_Instruction:_
Gather every line of the material below that contains the string "raised", treating uppercase and lowercase as different.
· · ·
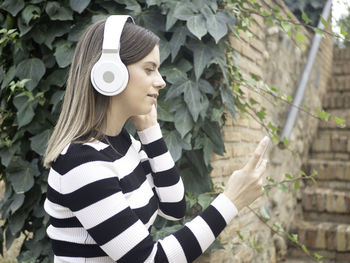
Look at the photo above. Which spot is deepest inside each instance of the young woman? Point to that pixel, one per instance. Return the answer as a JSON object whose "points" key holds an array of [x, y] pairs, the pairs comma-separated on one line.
{"points": [[105, 188]]}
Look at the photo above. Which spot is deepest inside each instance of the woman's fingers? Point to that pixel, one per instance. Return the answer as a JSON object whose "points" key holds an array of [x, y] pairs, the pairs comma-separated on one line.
{"points": [[253, 161]]}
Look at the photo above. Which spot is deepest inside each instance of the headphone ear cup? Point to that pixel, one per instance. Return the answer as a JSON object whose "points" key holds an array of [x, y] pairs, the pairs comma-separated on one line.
{"points": [[109, 76]]}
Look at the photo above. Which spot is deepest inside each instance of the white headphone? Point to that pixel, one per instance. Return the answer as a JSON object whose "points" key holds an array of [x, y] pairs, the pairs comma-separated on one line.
{"points": [[109, 75]]}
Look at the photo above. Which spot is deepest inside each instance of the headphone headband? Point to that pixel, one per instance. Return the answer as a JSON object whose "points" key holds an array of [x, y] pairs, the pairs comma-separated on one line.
{"points": [[113, 30], [109, 76]]}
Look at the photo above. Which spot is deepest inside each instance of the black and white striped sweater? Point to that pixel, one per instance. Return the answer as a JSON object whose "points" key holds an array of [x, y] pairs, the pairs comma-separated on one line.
{"points": [[102, 204]]}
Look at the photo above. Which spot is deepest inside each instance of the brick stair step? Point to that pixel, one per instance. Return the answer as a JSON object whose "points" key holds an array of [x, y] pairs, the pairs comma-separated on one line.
{"points": [[296, 255], [329, 170], [326, 204], [336, 100], [341, 54], [331, 124], [339, 83], [335, 142], [323, 235], [341, 67]]}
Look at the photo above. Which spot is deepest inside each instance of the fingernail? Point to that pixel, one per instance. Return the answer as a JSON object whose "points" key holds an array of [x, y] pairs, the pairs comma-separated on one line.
{"points": [[266, 139]]}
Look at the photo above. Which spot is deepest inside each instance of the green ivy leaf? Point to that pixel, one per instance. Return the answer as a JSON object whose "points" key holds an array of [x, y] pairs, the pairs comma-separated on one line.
{"points": [[57, 12], [300, 37], [183, 121], [79, 5], [196, 25], [323, 115], [163, 111], [173, 141], [21, 174], [25, 109], [324, 22], [29, 12], [192, 97], [228, 99], [33, 69], [17, 202], [202, 54], [39, 142], [13, 7], [208, 148], [216, 25], [177, 41], [64, 53], [183, 12]]}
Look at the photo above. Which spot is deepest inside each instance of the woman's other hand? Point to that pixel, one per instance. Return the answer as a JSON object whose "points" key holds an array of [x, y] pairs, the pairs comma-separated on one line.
{"points": [[245, 185], [142, 122]]}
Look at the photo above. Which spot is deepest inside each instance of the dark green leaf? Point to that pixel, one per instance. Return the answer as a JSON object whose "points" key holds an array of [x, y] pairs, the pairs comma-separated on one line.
{"points": [[202, 54], [163, 111], [79, 5], [64, 53], [33, 69], [177, 89], [192, 97], [206, 87], [17, 202], [183, 12], [21, 174], [196, 25], [177, 40], [216, 25], [23, 27], [28, 13], [214, 133], [58, 29], [13, 7], [9, 75], [6, 154], [208, 148], [39, 142], [25, 109], [228, 99], [173, 141], [57, 12], [183, 121]]}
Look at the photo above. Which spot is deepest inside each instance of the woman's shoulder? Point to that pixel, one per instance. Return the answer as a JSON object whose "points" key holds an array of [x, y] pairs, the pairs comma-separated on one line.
{"points": [[77, 154]]}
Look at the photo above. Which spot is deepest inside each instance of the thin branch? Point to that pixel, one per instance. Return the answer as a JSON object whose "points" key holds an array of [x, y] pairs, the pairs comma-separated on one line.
{"points": [[288, 181], [297, 245]]}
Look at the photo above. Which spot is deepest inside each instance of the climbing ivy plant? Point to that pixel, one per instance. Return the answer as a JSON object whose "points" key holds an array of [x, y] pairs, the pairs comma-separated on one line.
{"points": [[36, 48]]}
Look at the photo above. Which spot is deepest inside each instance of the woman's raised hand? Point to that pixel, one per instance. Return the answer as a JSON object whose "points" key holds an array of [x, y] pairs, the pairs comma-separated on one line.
{"points": [[142, 122], [245, 185]]}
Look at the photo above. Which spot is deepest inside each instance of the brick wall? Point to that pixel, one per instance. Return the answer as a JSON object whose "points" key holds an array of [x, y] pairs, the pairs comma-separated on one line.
{"points": [[272, 56]]}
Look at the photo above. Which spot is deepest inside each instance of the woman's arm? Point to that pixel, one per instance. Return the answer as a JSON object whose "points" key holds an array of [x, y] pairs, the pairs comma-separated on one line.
{"points": [[167, 181]]}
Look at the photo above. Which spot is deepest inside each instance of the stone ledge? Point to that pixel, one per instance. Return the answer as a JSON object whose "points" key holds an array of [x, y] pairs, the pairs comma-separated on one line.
{"points": [[326, 200], [324, 235]]}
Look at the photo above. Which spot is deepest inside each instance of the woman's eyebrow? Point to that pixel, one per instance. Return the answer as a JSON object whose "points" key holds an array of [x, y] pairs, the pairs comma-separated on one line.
{"points": [[152, 63]]}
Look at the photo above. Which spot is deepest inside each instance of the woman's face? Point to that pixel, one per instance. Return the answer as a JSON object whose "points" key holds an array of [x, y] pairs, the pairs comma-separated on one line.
{"points": [[143, 87]]}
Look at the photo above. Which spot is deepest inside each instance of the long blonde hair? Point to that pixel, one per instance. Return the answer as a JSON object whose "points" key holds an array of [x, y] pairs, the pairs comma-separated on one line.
{"points": [[84, 109]]}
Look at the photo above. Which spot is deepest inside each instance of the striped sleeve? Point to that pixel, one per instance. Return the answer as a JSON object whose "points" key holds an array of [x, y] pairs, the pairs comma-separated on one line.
{"points": [[117, 230], [167, 181]]}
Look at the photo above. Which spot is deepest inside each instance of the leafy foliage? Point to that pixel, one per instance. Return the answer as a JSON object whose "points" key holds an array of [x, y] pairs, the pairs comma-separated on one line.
{"points": [[36, 47]]}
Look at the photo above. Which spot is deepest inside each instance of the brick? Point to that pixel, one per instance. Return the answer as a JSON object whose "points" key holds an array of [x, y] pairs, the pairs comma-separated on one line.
{"points": [[340, 203], [331, 238], [321, 237], [341, 238]]}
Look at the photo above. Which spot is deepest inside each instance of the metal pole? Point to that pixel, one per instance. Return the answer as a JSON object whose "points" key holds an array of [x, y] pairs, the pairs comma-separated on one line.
{"points": [[298, 97]]}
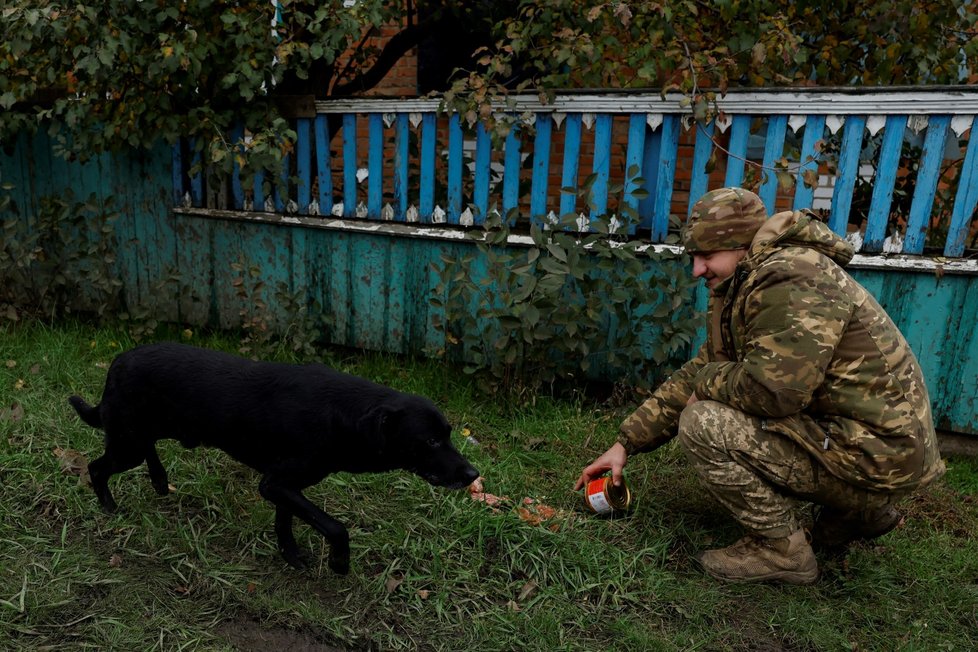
· · ·
_Final result:_
Look at the photo above. Which spot is deepest inside each instance of the woman's raised hand? Point to that pixel, one per instance. Return the answer as a JSON object whose "points" key holds an array of [x, y] pairs, the pairs comma-separated on one line.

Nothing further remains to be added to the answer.